Geçenlerde Taş Medrese’nin yanından geçerken orada panoda duran bir afişe gözüm takıldı. Afişte “Gastronomi şehri Afyonkarahisar 8 bin yıllık lezzet mirası ile sizleri bekliyor” diye bir yazı vardı. Şöyle bir belleğimi yokladım. MÖ 6 bin yılında Afyonkarahisar’da nasıl bir yemek kültürü ve hangi yemekler olabilir diye. Bu yazının bilgisini verenler ya da bu afişi hazırlayanlar nasıl bir araştırma yaparak bu bilgiyi edindiler bilemiyorum. Ama ben bir arkeolog olarak bu konuda size çok özet bilgi sunmak isterim. Antik dönem yiyecekleri bugün yediğimiz yiyeceklere benziyordu, ancak günümüz modern mutfağının önemli parçaları haline gelen pek çok madde içermiyordu. Örneğin, domates, biber, patates, patlıcan, muz, kakao ve turunçgiller 15. yüzyılda Amerika’nın keşfedilmesine değin Anadolu’da ve Avrupa’da yoktu.
İnsanoğlu Paleolitik-Eski Taş Çağı’ndan (MÖ 600 bin-10 bin) Neolitik-Cilalı Taş Çağı-(MÖ 10 bin-6 bin) başlangıcına değin tamamen çetin doğa koşullarında avcı-toplayıcı olarak yaşamlarını sürdürmüştür. Günümüzden 12 bin yıl önce yerleşik yaşama geçildiğinde daha önceleri toplanarak tüketilen bitkilerden kavulca buğdayı, siyez buğdayı, kabuğu soyulmuş arpa, bezelye, mercimek, burçak, nohut tarımı yanında domuz, koyun, keçi, tavuk gibi hayvanlar evcilleştirilerek besin olarak kullanılmışlardır. İnsanoğlunun başlangıçtan Neolitik Çağ’a değin beslenmesinin et ağırlıklı, Neolitik’ten itibaren bitkisel ağırlıklı olduğunu görülür.

* Malzeme

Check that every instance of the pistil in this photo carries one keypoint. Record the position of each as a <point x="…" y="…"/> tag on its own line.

* Amaç 1
Eski çağlarda beslenmeyi anlatan yazıya göre domates, biber ve patates gibi ürünler hangi olaya kadar Anadolu'da ve Avrupa'da yoktu?
* Amaç 2
Eski çağlarda beslenmeyi anlatan yazıdan "Geçenlerde Taş Medrese’nin" ile başlayıp "ve Avrupa’da yoktu." sözlerine kadar süren kısmı değiştirmeden aktarın.
* Amaç 3
Eski çağlarda beslenmeyi anlatan yazıyı bittiği yerden devam ettirin.

* Alıştırma Cevabı 1
15. yüzyılda Amerika'nın keşfedilmesine kadar.

* Alıştırma Cevabı 2
Geçenlerde Taş Medrese’nin yanından geçerken orada panoda duran bir afişe gözüm takıldı. Afişte “Gastronomi şehri Afyonkarahisar 8 bin yıllık lezzet mirası ile sizleri bekliyor” diye bir yazı vardı. Şöyle bir belleğimi yokladım. MÖ 6 bin yılında Afyonkarahisar’da nasıl bir yemek kültürü ve hangi yemekler olabilir diye. Bu yazının bilgisini verenler ya da bu afişi hazırlayanlar nasıl bir araştırma yaparak bu bilgiyi edindiler bilemiyorum. Ama ben bir arkeolog olarak bu konuda size çok özet bilgi sunmak isterim. Antik dönem yiyecekleri bugün yediğimiz yiyeceklere benziyordu, ancak günümüz modern mutfağının önemli parçaları haline gelen pek çok madde içermiyordu. Örneğin, domates, biber, patates, patlıcan, muz, kakao ve turunçgiller 15. yüzyılda Amerika’nın keşfedilmesine değin Anadolu’da ve Avrupa’da yoktu.

* Alıştırma Cevabı 3
Kalkolitik Çağ’da (MÖ 5 bin 500-3 bin) ilk kent devletlerinin kurulmasıyla, yapılan saraylarda kral ya da yöneticilere özenli yemeklerin pişirilmeye başlamasıyla beslenmenin önemi görülmeye başlanmıştır. Homeros’un İlyada ve Odysseia destanlarından öğrendiğimize göre; MÖ 2 binli yıllarda yani günümüzden 4 bin yıl önce yemek kültürü genellikle et ve ekmeğe dayalı idi. Sığır, koyun, keçi ve domuz etleri bolca tüketiliyordu. Kurban töreniyle kesilen hayvanların fileto ve içyağları tanrılara sunuluyordu. Sonra sakatatlar yeniyor daha sonra etler uzun demir şişlere iç yağı ile geçirildikten sonra tuz ve un serpilip pişirilerek tüketiliyordu. Kalan yağlar ve etler kazanda pişirilirdi. Bu dönemde pek balık tüketimi balık yoktur. Yoksullar ise bolca eti ancak bayram ve festivallerde yiyebiliyorlardı. Şarap ise zengin ve yoksul sofralarında hep yer almıştır. Bu dönemde tarım ve beslenme ile ilgili tanrıların ortaya çıktığı görülmektedir. Örneğin, toprak tanrıçası Kybele, üzüm, bağcılık ve şarap tanrısı Dionysos, buğday ve tarım tanrıçası Demeter ve insanlara zeytin ağacını armağan eden tanrıça Athena.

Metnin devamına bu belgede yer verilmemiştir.